Exercise aim: Look through the listing underneath for "pointer", and copy every line that has it.

Input:

══════════════════════════════

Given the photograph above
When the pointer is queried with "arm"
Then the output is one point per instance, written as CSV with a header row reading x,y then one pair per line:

══════════════════════════════

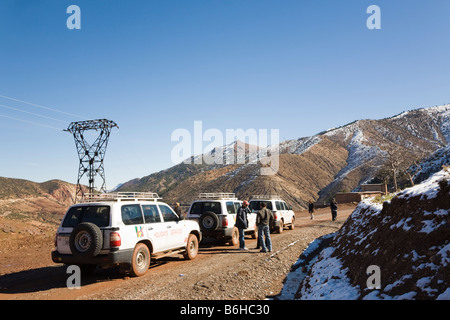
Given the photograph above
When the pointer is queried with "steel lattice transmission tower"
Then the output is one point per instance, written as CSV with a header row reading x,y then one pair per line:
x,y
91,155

══════════════════════════════

Your response:
When the pointer is queried with "arm"
When the pointer is queried with "steel lattice transmission tower"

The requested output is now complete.